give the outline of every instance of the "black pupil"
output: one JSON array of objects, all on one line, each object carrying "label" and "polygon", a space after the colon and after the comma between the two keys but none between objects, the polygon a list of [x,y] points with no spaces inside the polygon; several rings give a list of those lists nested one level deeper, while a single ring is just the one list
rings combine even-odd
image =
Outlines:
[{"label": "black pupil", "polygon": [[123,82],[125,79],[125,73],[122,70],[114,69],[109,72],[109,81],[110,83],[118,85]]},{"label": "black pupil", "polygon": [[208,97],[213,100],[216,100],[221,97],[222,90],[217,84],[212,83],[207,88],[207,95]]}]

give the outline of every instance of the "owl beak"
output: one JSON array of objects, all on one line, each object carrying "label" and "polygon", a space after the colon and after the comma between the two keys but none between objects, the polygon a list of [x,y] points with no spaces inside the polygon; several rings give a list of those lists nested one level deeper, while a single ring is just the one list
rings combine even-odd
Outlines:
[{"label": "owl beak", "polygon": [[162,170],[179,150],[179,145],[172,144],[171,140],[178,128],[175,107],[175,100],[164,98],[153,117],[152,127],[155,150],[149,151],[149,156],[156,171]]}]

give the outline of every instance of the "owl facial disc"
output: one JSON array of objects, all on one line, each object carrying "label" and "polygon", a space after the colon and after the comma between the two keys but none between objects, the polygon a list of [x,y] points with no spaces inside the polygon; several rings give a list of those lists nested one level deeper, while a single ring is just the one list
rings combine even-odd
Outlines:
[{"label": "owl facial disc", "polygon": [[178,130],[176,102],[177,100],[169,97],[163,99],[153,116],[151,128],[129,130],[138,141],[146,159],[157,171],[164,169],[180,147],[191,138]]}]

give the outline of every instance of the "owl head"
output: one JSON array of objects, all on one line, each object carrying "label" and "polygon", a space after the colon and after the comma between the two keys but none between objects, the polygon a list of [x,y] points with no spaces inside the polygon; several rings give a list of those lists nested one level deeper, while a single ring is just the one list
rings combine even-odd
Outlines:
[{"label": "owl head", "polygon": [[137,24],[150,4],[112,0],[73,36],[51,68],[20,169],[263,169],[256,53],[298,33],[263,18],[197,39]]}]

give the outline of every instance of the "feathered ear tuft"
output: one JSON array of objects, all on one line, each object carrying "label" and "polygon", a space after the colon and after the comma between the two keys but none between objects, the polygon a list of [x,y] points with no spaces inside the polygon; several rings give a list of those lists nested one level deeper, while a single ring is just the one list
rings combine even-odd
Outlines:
**********
Locate each line in the records above that contains the string "pupil" and copy those lines out in full.

**WRITTEN ANSWER:**
give the outline of every instance of the "black pupil"
[{"label": "black pupil", "polygon": [[123,82],[125,79],[125,73],[122,70],[114,69],[109,72],[109,81],[110,83],[118,85]]},{"label": "black pupil", "polygon": [[208,97],[213,100],[216,100],[221,97],[222,90],[217,84],[212,83],[207,88],[207,95]]}]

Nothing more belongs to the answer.